Print every entry exactly as written and exclude all images.

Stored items
★ ★ ★ ★
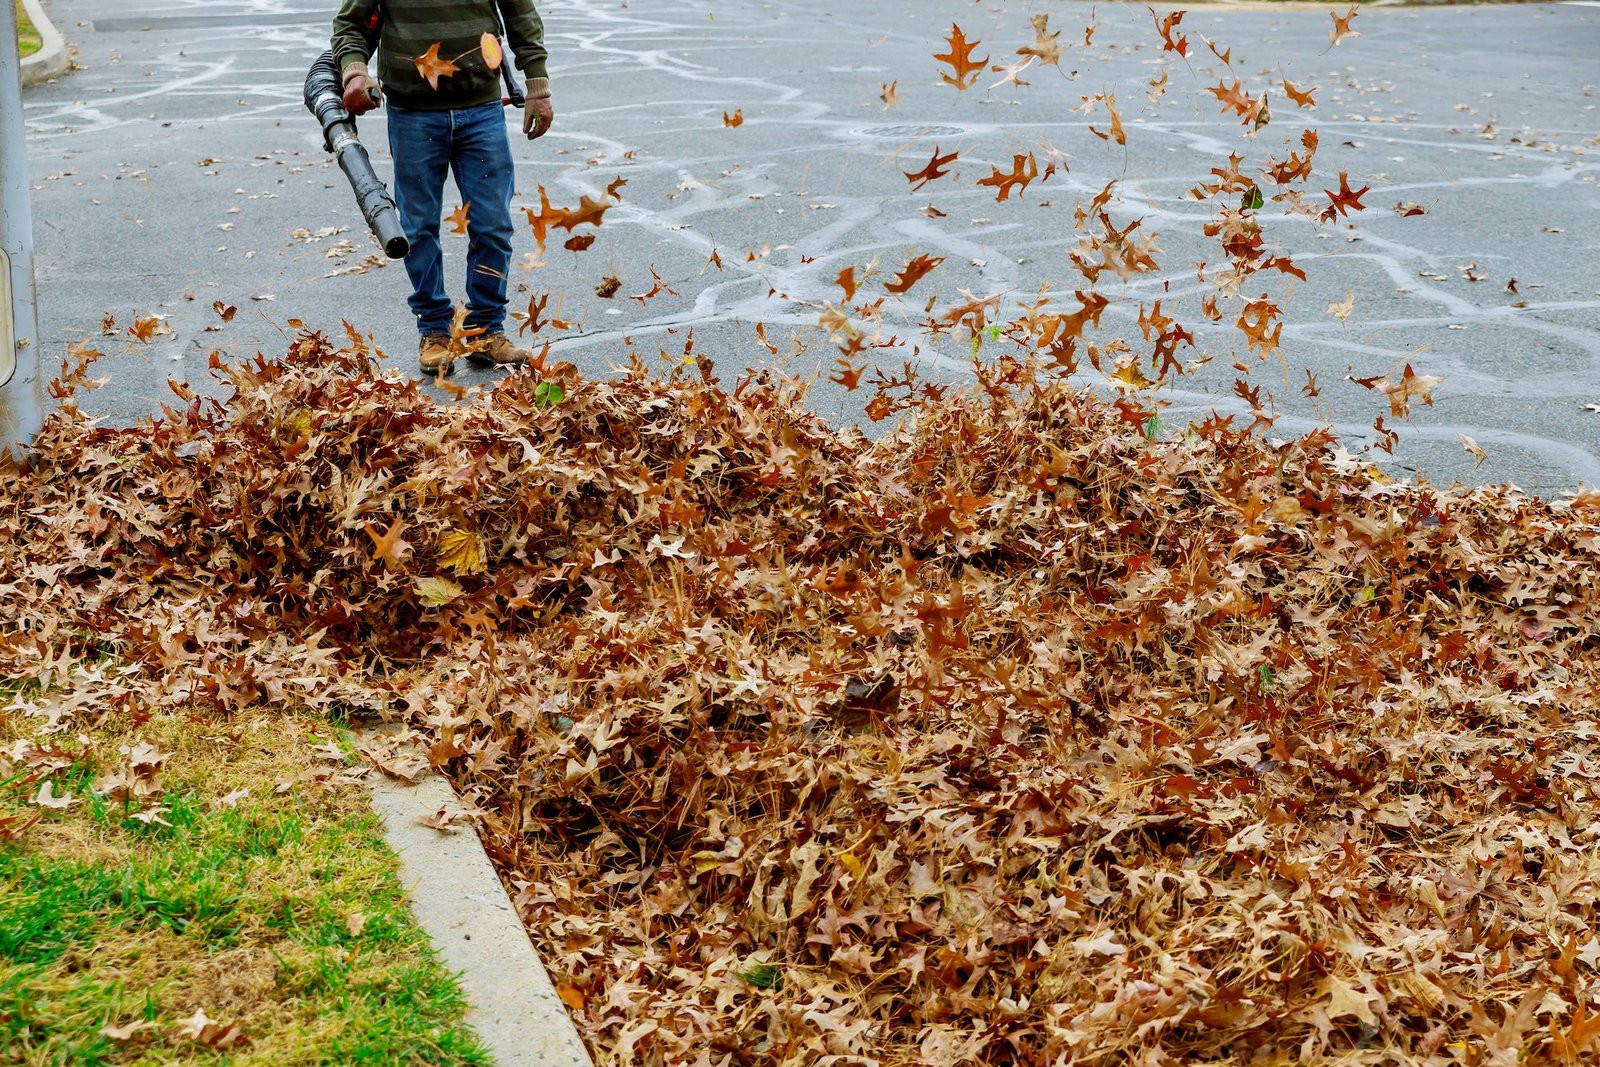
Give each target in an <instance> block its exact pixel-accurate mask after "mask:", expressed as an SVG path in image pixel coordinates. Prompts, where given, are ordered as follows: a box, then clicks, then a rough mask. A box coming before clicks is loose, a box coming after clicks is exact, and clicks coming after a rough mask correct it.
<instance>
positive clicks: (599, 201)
mask: <svg viewBox="0 0 1600 1067" xmlns="http://www.w3.org/2000/svg"><path fill="white" fill-rule="evenodd" d="M613 206H616V205H613V203H608V200H605V198H597V197H589V195H584V197H582V198H579V202H578V206H576V208H573V210H571V211H560V218H558V219H555V226H558V227H562V229H563V230H568V232H570V230H573V229H574V227H579V226H600V221H602V219H603V218H605V213H606V211H610V210H611V208H613Z"/></svg>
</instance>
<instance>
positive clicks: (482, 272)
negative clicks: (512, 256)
mask: <svg viewBox="0 0 1600 1067" xmlns="http://www.w3.org/2000/svg"><path fill="white" fill-rule="evenodd" d="M389 150H390V152H392V154H394V160H395V206H398V208H400V224H402V226H403V227H405V235H406V238H410V242H411V251H410V253H408V254H406V258H405V272H406V274H408V275H410V277H411V301H410V304H411V312H413V314H414V315H416V328H418V331H419V333H422V334H438V333H450V323H451V320H453V318H454V304H451V301H450V296H448V294H446V293H445V264H443V258H442V254H440V248H438V224H440V213H442V210H443V200H445V173H446V171H453V173H454V174H456V189H458V190H459V192H461V200H462V203H466V205H469V208H467V326H482V328H483V331H485V333H491V334H493V333H501V331H502V330H504V326H506V280H507V274H509V272H510V237H512V227H510V194H512V184H514V179H515V166H514V165H512V160H510V139H509V138H507V136H506V114H504V109H502V107H501V106H499V104H498V102H496V104H483V106H480V107H462V109H461V110H406V109H403V107H394V106H390V107H389Z"/></svg>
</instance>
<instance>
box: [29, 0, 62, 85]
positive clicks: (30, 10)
mask: <svg viewBox="0 0 1600 1067" xmlns="http://www.w3.org/2000/svg"><path fill="white" fill-rule="evenodd" d="M22 10H26V11H27V19H29V21H30V22H32V24H34V29H37V30H38V40H40V46H38V51H35V53H34V54H32V56H29V58H27V59H24V61H22V85H38V83H40V82H48V80H50V78H56V77H61V75H62V74H66V72H67V70H69V69H70V67H72V59H70V58H69V56H67V43H66V42H64V40H62V38H61V30H58V29H56V24H54V22H51V21H50V16H48V14H45V8H42V6H40V3H38V0H22Z"/></svg>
★ ★ ★ ★
**Response below:**
Give each target in an <instance> block its exact pixel-accurate mask after "mask:", expressed as an SVG path in image pixel coordinates. Prompts, where given, are ordered as follows: a box, then clicks, then a rough mask. A box coming before clicks is loose, a box coming after clicks is exact, and clicks coming after a rough mask correct it.
<instance>
positive clicks: (599, 201)
mask: <svg viewBox="0 0 1600 1067" xmlns="http://www.w3.org/2000/svg"><path fill="white" fill-rule="evenodd" d="M613 206H616V205H613V203H608V200H605V198H597V197H589V195H584V197H582V198H579V202H578V206H576V208H573V210H571V211H560V218H558V219H555V226H558V227H562V229H563V230H568V232H570V230H573V229H574V227H579V226H600V221H602V219H603V218H605V213H606V211H610V210H611V208H613Z"/></svg>
</instance>
<instance>
positive clicks: (482, 272)
negative clicks: (512, 256)
mask: <svg viewBox="0 0 1600 1067" xmlns="http://www.w3.org/2000/svg"><path fill="white" fill-rule="evenodd" d="M389 150H390V152H392V154H394V160H395V206H398V208H400V224H402V226H403V227H405V235H406V238H410V242H411V251H410V253H408V254H406V258H405V272H406V274H408V275H410V277H411V301H410V304H411V312H413V314H414V315H416V328H418V331H419V333H422V334H438V333H450V323H451V320H453V318H454V304H451V301H450V296H448V294H446V293H445V264H443V258H442V254H440V248H438V224H440V213H442V210H443V200H445V173H446V171H453V173H454V174H456V189H458V190H459V192H461V200H462V203H466V205H469V208H467V326H482V328H483V331H485V333H491V334H493V333H501V331H502V330H504V326H506V280H507V274H509V272H510V237H512V227H510V194H512V184H514V179H515V166H514V165H512V160H510V139H509V138H507V136H506V114H504V109H502V107H501V106H499V104H498V102H496V104H483V106H480V107H462V109H461V110H406V109H403V107H394V106H390V107H389Z"/></svg>
</instance>
<instance>
box: [29, 0, 62, 85]
positive clicks: (30, 10)
mask: <svg viewBox="0 0 1600 1067" xmlns="http://www.w3.org/2000/svg"><path fill="white" fill-rule="evenodd" d="M22 10H26V11H27V19H29V21H30V22H32V24H34V29H37V30H38V40H40V46H38V51H35V53H34V54H32V56H29V58H27V59H24V61H22V85H38V83H40V82H48V80H50V78H56V77H61V75H62V74H66V72H67V70H69V69H70V67H72V59H70V58H69V56H67V43H66V42H64V40H62V38H61V30H58V29H56V24H54V22H51V21H50V16H48V14H45V8H42V6H40V3H38V0H22Z"/></svg>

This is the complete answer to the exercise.